-- TASKS AND EXERCISES --
(1) Transcribe the passage of the triclosan article beginning with "The research, published" and continuing through "harm the environment.".
(2) Write the next part of the article on triclosan in Minnesota waters, picking up after its final sentence.

-- READING PASSAGE --
((

University scientists and researchers from the Science Museum of Minnesota's St. Croix Watershed Research Station studied sediment from eight lakes of various sizes.
A compound found in anti-bacterial soaps, cosmetics, toothpastes and other products is increasing in Minnesota lakes and rivers, according to research by the University of Minnesota.
The research, published Tuesday in the journal Environmental Science and Technology, said triclosan is being found more often in Minnesota waters. University scientists and researchers from the Science Museum of Minnesota's St. Croix Watershed Research Station studied sediment from eight lakes of various sizes.
The U.S. Food and Drug Administration determined the evidence is insufficient to recommend limiting the use of the antibiotic compound, but the FDA and the Environmental Protection Agency continue to study its effects.
In addition, researchers found an increasing amount of triclosan derivatives that form when the compound is exposed to chlorine during the wastewater treatment process. When exposed to sunlight, triclosan and its derivatives form dioxins that could harm the environment.

))

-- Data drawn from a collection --

((

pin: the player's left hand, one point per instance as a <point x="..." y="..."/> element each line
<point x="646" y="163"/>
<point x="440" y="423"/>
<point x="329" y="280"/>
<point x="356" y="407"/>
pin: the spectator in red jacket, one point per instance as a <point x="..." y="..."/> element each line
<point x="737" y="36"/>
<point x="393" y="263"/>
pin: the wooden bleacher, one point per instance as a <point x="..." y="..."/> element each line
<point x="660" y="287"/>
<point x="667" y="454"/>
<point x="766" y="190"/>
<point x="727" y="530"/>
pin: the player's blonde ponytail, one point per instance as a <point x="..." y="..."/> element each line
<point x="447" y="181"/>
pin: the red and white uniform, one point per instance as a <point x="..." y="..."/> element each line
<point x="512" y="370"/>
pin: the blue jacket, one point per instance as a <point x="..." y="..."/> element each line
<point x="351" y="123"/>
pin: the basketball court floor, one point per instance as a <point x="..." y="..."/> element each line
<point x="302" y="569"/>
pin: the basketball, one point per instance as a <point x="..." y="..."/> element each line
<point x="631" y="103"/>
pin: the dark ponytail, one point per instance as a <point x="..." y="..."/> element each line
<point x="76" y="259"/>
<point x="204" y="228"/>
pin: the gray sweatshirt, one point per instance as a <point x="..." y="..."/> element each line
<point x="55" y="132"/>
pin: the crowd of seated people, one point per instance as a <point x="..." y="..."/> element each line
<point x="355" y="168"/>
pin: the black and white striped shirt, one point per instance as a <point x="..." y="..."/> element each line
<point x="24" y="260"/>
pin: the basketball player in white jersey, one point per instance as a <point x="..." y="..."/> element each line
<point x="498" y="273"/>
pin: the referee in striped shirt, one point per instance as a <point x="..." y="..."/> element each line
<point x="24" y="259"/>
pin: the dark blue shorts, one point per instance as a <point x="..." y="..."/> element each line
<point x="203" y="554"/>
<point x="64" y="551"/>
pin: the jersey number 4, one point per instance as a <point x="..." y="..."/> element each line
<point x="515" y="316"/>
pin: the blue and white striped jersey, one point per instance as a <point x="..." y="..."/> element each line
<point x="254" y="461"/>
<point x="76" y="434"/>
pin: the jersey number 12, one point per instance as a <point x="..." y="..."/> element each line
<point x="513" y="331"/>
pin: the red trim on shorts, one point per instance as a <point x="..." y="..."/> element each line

))

-- EXERCISE RESULTS --
(1)
The research, published Tuesday in the journal Environmental Science and Technology, said triclosan is being found more often in Minnesota waters. University scientists and researchers from the Science Museum of Minnesota's St. Croix Watershed Research Station studied sediment from eight lakes of various sizes.
The U.S. Food and Drug Administration determined the evidence is insufficient to recommend limiting the use of the antibiotic compound, but the FDA and the Environmental Protection Agency continue to study its effects.
In addition, researchers found an increasing amount of triclosan derivatives that form when the compound is exposed to chlorine during the wastewater treatment process. When exposed to sunlight, triclosan and its derivatives form dioxins that could harm the environment.

(2)
The compound, introduced to the market in the early 1970s, is found in many products, including soaps and body washes, toothpastes, cosmetics, clothing, dishwashing liquid and kitchenware.
Beyond its use in toothpaste to prevent gingivitis, the FDA has found no evidence that triclosan in antibacterial soaps and body washes is more beneficial than washing with regular soap and water.
"It's important for people to know that what they use in their house every day can have an impact in the environment far beyond their home," said the study's lead author William Arnold, a civil engineering professor at the University of Minnesota. "Consumers need to know that they may be using products with triclosan. People should read product labels to understand what they are buying."
The Canadian government determined the compound was harmful enough to the environment to warrant regulation last year following a request for a ban on triclosan in household products from the Canadian Medical Association.
Last August, Johnson & Johnson said it would phase out triclosan and a host of other chemicals that could be harmful to people or the environment.